▶ _INSTRUCTIONS FOR THE TASK_:
Once you have read the records, output them exactly.

▶ _DATA TO PROCESS_:
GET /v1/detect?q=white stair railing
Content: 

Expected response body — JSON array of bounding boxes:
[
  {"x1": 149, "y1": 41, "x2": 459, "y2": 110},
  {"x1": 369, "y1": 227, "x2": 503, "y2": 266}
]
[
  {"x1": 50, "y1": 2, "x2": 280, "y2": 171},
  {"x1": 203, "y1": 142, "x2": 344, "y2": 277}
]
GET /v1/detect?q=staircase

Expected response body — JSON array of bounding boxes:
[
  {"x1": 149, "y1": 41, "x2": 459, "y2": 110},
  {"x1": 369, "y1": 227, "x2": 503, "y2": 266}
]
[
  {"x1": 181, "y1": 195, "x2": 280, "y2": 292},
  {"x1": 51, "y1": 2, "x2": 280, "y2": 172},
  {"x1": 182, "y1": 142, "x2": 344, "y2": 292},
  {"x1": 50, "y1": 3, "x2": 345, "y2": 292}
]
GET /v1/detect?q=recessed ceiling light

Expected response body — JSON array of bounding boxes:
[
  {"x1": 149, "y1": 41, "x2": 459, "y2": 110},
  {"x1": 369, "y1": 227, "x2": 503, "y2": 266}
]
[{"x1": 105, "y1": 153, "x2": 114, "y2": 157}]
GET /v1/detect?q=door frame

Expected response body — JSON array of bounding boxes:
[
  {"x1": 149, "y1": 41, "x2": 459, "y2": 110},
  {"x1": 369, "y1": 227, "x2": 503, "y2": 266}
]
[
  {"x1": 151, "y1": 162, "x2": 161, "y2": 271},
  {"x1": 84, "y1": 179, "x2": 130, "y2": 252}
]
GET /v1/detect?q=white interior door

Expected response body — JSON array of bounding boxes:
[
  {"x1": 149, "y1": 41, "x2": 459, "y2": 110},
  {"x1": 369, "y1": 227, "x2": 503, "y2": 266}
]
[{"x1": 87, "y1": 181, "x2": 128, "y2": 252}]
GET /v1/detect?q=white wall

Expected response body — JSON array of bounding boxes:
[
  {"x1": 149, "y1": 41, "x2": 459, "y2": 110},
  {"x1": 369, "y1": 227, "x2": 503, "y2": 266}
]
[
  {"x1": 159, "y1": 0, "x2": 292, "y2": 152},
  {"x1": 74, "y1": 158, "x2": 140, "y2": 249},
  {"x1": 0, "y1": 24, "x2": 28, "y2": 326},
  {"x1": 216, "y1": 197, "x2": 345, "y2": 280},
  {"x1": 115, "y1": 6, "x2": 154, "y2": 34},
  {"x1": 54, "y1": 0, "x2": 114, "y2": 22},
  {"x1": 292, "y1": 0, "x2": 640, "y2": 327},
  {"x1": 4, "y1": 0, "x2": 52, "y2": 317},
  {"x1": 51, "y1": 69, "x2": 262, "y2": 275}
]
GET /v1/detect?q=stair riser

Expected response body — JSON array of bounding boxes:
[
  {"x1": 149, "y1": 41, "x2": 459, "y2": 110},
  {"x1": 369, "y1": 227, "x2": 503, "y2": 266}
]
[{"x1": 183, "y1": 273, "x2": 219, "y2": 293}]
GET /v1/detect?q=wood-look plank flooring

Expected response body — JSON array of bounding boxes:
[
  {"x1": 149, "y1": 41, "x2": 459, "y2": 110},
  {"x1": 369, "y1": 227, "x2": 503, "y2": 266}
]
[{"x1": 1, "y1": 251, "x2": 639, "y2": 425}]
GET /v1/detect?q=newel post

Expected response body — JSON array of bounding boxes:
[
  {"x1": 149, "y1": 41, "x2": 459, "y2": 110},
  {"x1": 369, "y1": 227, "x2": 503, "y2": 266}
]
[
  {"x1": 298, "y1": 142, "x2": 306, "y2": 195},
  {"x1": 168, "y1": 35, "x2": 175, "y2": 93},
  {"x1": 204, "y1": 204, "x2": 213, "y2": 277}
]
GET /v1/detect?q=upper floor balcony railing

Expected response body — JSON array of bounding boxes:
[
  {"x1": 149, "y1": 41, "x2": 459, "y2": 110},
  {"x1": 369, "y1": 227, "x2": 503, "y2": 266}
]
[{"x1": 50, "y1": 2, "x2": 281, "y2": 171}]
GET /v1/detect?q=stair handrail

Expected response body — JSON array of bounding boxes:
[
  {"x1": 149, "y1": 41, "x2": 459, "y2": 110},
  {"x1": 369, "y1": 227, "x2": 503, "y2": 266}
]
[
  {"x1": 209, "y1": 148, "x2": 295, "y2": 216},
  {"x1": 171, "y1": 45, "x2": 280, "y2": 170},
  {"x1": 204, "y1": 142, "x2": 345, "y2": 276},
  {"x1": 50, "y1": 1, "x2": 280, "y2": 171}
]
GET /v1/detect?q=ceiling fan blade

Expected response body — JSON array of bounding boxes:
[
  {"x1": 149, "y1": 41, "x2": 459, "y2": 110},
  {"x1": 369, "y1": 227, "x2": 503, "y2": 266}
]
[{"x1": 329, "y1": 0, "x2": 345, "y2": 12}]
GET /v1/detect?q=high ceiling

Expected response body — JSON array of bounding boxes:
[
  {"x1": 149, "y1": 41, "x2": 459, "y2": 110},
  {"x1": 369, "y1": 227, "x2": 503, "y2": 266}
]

▶ _SOLUTION TO THIS TASK_:
GET /v1/detect?q=white stair railing
Content: 

Expected response body — JSON array of bounding boxes:
[
  {"x1": 149, "y1": 41, "x2": 459, "y2": 110},
  {"x1": 369, "y1": 227, "x2": 503, "y2": 266}
]
[
  {"x1": 50, "y1": 2, "x2": 280, "y2": 171},
  {"x1": 203, "y1": 142, "x2": 344, "y2": 277}
]
GET /v1/detect?q=staircase

Expected response body — JSON array of bounding boxes:
[
  {"x1": 149, "y1": 41, "x2": 459, "y2": 110},
  {"x1": 369, "y1": 227, "x2": 503, "y2": 266}
]
[
  {"x1": 181, "y1": 195, "x2": 280, "y2": 292},
  {"x1": 51, "y1": 2, "x2": 280, "y2": 172},
  {"x1": 182, "y1": 142, "x2": 344, "y2": 292},
  {"x1": 50, "y1": 3, "x2": 345, "y2": 292}
]
GET /v1/detect?q=recessed ceiling light

Expected response body — JSON array of bounding boxes:
[
  {"x1": 149, "y1": 41, "x2": 459, "y2": 110},
  {"x1": 369, "y1": 227, "x2": 503, "y2": 266}
]
[{"x1": 105, "y1": 153, "x2": 114, "y2": 157}]
GET /v1/detect?q=door frame

Expected response body — JSON array of bounding boxes:
[
  {"x1": 149, "y1": 41, "x2": 459, "y2": 110},
  {"x1": 369, "y1": 227, "x2": 503, "y2": 266}
]
[
  {"x1": 151, "y1": 162, "x2": 161, "y2": 271},
  {"x1": 84, "y1": 179, "x2": 130, "y2": 252}
]
GET /v1/detect?q=white interior door

Expected response body — JSON array of bounding boxes:
[
  {"x1": 149, "y1": 41, "x2": 459, "y2": 110},
  {"x1": 369, "y1": 227, "x2": 503, "y2": 266}
]
[{"x1": 87, "y1": 181, "x2": 128, "y2": 252}]
GET /v1/detect?q=white wall

Expected response body — JSON array of bounding boxes:
[
  {"x1": 149, "y1": 41, "x2": 459, "y2": 110},
  {"x1": 369, "y1": 227, "x2": 503, "y2": 266}
]
[
  {"x1": 159, "y1": 0, "x2": 292, "y2": 152},
  {"x1": 74, "y1": 158, "x2": 140, "y2": 249},
  {"x1": 0, "y1": 24, "x2": 28, "y2": 326},
  {"x1": 216, "y1": 197, "x2": 345, "y2": 280},
  {"x1": 115, "y1": 6, "x2": 154, "y2": 34},
  {"x1": 54, "y1": 0, "x2": 114, "y2": 22},
  {"x1": 292, "y1": 0, "x2": 640, "y2": 327},
  {"x1": 4, "y1": 0, "x2": 52, "y2": 317},
  {"x1": 51, "y1": 69, "x2": 262, "y2": 275}
]
GET /v1/detect?q=stair riser

Expected response body — JSON array of bounding boxes:
[
  {"x1": 149, "y1": 41, "x2": 459, "y2": 110},
  {"x1": 369, "y1": 227, "x2": 503, "y2": 266}
]
[{"x1": 183, "y1": 273, "x2": 219, "y2": 293}]
GET /v1/detect?q=wood-look plank flooring

Expected response body — JSON array of bounding boxes:
[
  {"x1": 149, "y1": 41, "x2": 459, "y2": 110},
  {"x1": 369, "y1": 227, "x2": 503, "y2": 266}
]
[{"x1": 1, "y1": 251, "x2": 639, "y2": 425}]
GET /v1/detect?q=newel post

Expected response body — JSON array of bounding boxes:
[
  {"x1": 149, "y1": 41, "x2": 459, "y2": 110},
  {"x1": 369, "y1": 227, "x2": 503, "y2": 266}
]
[
  {"x1": 298, "y1": 142, "x2": 306, "y2": 195},
  {"x1": 168, "y1": 35, "x2": 175, "y2": 93},
  {"x1": 204, "y1": 204, "x2": 213, "y2": 277}
]
GET /v1/detect?q=upper floor balcony railing

Expected response body — JSON array of bounding boxes:
[
  {"x1": 149, "y1": 41, "x2": 459, "y2": 110},
  {"x1": 369, "y1": 227, "x2": 503, "y2": 266}
]
[{"x1": 50, "y1": 2, "x2": 281, "y2": 171}]
GET /v1/detect?q=stair handrail

Expected response body — JSON array of bounding boxes:
[
  {"x1": 149, "y1": 41, "x2": 459, "y2": 110},
  {"x1": 369, "y1": 227, "x2": 503, "y2": 266}
]
[
  {"x1": 209, "y1": 148, "x2": 295, "y2": 216},
  {"x1": 171, "y1": 45, "x2": 280, "y2": 170},
  {"x1": 204, "y1": 142, "x2": 345, "y2": 276},
  {"x1": 50, "y1": 1, "x2": 280, "y2": 171}
]
GET /v1/detect?q=ceiling fan blade

Expected response body — JSON array of bounding boxes:
[
  {"x1": 149, "y1": 41, "x2": 459, "y2": 110},
  {"x1": 369, "y1": 227, "x2": 503, "y2": 266}
]
[{"x1": 329, "y1": 0, "x2": 345, "y2": 12}]
GET /v1/detect?q=high ceiling

Expected response body — JSON array of bounding boxes:
[
  {"x1": 149, "y1": 41, "x2": 459, "y2": 110},
  {"x1": 369, "y1": 227, "x2": 503, "y2": 266}
]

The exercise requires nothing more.